# [Trecho do documento]
Nunca tomei café. Sequer provei a bebida que é símbolo de um Brasil pra turista ver. Freud explica. Minha mãe aprecia café. Diariamente. E tem de ser bem quente. Nunca perguntei a ela, mas imagino que esse gosto tenha se intensificado por conta da profissão. Professora de Língua Portuguesa, os intervalos sempre foram regados a café. E dá-lhe cafeína pra manter o pique em sala de aula...
Enfim. Quando fui gerado e estava em desenvolvimento dentro do útero de minha mãe, curiosamente ela sentia enjoo sempre que tentava tomar café. Em resumo, mesmo no ventre eu consegui achar uma forma de impedir que a minha mãe tomasse café. Porque antes mesmo de ser considerado um ser humano eu já havia estabelecido que a bebida extraída desse grão torrado jamais faria parte da minha vida.
Durante nove meses frustrei um dos prazeres da vida da minha mãe. E registro aqui, de maneira formal, um expresso pedido de perdão por esse disparate. Pra surpresa de esquerdistas a patriotas, e até mesmo da turma do Centrão e dos isentões, jamais provei café. Nenhuma gota sequer. “Nem bala de café?”, questiona Bruno, meu colega sentado à direita. Nem mesmo bala. E assim seguirei dessa vida pra um outro plano astral, pro céu ou reencarnado em um novo ser que, antes mesmo de ser considerado humano, nascerá convicto de que o café nunca será consumido. Por todo o sempre.
Confesso, já tentei provar. Segurei a xícara pela aba, levantei e, bem perto da boca, o cheiro, que encanta a todos, embrulhou-me o estômago e desisti pra nunca mais tentar. Contudo, nem mesmo mergulhado em uma banheira de café provocaria em mim tamanha náusea quanto a reportagem que li no dia 20 de janeiro. No portal de notícias Sumaúma, Ana Maria Machado, Talita Bedinelli e Eliane Brum publicaram um texto duro de ler, mas urgente.
A reportagem abre assim: “A criança Yanomami já tinha vivido 1.095 dias, mas pesava o mesmo que um bebê que acabara de nascer. Três anos e 3,6 quilos. O número traduz o que uma série de fotografias recentes recebidas por Sumaúma mostram: corpos de crianças e velhos, com peles que recobrem apenas os ossos, tão fragilizados que mal parecem se equilibrar. Costelas que parecem perfurar os corpos minúsculos contrastam com barrigas enormes, povoadas por vermes”. Mais adiante, detalhavam o horror: “vermes que saem pela boca”.

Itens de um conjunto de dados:
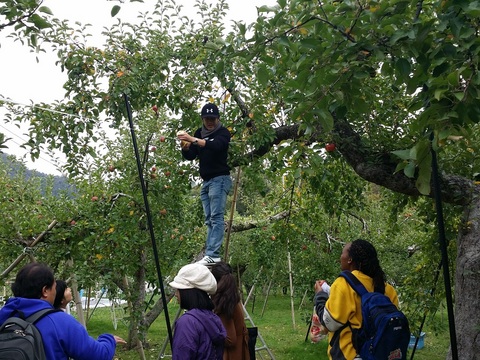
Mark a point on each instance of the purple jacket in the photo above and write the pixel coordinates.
(63, 336)
(200, 335)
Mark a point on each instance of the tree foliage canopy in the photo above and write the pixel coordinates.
(385, 81)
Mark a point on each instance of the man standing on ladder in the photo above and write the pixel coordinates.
(210, 146)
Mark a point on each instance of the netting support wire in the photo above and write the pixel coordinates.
(443, 248)
(149, 218)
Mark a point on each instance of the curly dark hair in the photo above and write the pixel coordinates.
(365, 257)
(195, 299)
(227, 295)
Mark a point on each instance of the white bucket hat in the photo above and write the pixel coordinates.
(195, 276)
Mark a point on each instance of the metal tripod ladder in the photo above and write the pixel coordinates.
(263, 346)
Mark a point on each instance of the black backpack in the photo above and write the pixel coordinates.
(20, 339)
(385, 332)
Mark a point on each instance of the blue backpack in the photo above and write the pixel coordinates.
(20, 339)
(384, 334)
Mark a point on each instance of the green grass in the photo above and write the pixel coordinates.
(285, 341)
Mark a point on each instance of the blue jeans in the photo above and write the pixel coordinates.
(214, 198)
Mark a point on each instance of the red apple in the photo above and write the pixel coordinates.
(330, 147)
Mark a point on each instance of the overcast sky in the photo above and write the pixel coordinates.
(23, 80)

# [Instruções do exercício]
- 1) Traduza para o inglês esta frase do texto sobre o café: "Durante nove meses frustrei um dos prazeres da vida da minha mãe."
- 2) Reescreva de forma mais curta o parágrafo do texto sobre o café que começa com "Enfim. Quando fui gerado", preservando os fatos principais.
- 3) Segundo o texto sobre o café, em que portal de notícias foi publicada a reportagem lida no dia 20 de janeiro?

# [Respostas dadas]
- 1) For nine months I thwarted one of the pleasures of my mother's life.

- 2) Enquanto eu me desenvolvia no útero, minha mãe sentia enjoo sempre que tentava tomar café. Assim, ainda no ventre, impedi que ela bebesse café, pois já havia estabelecido que a bebida jamais faria parte da minha vida.

- 3) No portal de notícias Sumaúma.